→ Task goal: Report how many lines in the material below contain the string "hammering". Give the number alone.

Shape annotation entries:
* * * * * * *
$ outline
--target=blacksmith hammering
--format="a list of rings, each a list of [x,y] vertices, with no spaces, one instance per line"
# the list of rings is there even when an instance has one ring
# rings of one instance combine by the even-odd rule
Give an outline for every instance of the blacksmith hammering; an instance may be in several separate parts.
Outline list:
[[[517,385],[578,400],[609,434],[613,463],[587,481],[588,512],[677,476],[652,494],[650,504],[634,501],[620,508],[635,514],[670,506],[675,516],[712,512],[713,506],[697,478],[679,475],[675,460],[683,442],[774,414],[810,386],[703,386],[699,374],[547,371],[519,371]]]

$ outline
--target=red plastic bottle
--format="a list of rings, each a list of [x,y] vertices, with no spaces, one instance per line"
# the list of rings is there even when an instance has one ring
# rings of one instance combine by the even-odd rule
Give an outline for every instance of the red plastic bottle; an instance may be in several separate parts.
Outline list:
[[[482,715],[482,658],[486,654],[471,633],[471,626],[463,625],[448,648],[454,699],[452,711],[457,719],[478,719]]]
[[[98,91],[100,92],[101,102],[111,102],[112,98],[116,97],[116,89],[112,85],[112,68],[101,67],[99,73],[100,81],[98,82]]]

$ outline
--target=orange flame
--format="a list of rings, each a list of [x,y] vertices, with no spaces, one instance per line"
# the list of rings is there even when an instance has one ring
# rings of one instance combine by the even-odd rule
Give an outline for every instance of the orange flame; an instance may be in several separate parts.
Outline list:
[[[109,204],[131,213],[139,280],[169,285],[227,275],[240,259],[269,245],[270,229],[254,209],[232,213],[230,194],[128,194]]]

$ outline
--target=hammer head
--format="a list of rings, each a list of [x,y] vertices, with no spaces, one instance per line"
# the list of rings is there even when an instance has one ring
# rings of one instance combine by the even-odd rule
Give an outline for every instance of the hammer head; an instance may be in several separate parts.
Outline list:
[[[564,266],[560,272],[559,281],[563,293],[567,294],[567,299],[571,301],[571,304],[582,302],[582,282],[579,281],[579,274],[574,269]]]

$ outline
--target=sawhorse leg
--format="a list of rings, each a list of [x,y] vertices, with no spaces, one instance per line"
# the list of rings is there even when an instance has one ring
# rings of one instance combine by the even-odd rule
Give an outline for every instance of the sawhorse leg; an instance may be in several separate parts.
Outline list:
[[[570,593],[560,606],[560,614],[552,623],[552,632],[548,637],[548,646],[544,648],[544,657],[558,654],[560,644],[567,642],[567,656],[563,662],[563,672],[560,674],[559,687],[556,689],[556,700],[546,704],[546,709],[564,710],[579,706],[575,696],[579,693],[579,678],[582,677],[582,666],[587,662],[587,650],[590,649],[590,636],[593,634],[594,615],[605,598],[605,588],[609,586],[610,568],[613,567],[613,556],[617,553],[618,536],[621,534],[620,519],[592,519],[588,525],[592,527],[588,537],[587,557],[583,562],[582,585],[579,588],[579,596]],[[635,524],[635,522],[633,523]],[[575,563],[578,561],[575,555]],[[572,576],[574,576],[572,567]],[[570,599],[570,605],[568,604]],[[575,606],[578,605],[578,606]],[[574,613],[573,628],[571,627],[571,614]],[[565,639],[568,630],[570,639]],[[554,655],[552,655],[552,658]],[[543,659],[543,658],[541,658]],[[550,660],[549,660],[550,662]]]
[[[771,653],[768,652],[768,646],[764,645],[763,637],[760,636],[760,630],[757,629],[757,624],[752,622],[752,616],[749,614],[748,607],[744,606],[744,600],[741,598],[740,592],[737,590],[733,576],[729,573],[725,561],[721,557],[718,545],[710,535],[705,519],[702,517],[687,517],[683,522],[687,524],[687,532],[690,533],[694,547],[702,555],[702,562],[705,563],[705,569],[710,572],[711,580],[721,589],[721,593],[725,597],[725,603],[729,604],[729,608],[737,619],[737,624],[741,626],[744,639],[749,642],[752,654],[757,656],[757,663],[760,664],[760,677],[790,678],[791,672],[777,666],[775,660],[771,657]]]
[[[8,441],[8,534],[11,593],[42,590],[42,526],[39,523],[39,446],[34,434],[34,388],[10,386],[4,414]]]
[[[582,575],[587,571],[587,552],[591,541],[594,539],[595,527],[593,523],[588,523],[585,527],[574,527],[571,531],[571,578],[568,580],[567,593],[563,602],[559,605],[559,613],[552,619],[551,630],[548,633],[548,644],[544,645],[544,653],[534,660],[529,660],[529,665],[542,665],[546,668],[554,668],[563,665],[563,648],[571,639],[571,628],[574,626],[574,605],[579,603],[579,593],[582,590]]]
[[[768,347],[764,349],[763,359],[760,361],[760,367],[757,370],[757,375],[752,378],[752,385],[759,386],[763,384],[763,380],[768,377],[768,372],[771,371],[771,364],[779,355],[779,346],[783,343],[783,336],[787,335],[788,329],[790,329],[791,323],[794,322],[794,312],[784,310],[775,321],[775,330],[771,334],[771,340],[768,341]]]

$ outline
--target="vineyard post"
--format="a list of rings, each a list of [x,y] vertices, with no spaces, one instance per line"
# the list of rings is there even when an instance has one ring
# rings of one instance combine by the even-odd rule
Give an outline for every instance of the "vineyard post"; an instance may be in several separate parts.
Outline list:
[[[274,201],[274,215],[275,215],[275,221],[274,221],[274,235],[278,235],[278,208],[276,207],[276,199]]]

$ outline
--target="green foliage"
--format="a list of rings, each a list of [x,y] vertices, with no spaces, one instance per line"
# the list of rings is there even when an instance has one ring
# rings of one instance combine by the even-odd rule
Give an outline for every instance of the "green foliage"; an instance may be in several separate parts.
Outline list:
* * * * * * *
→ Complete answer: 2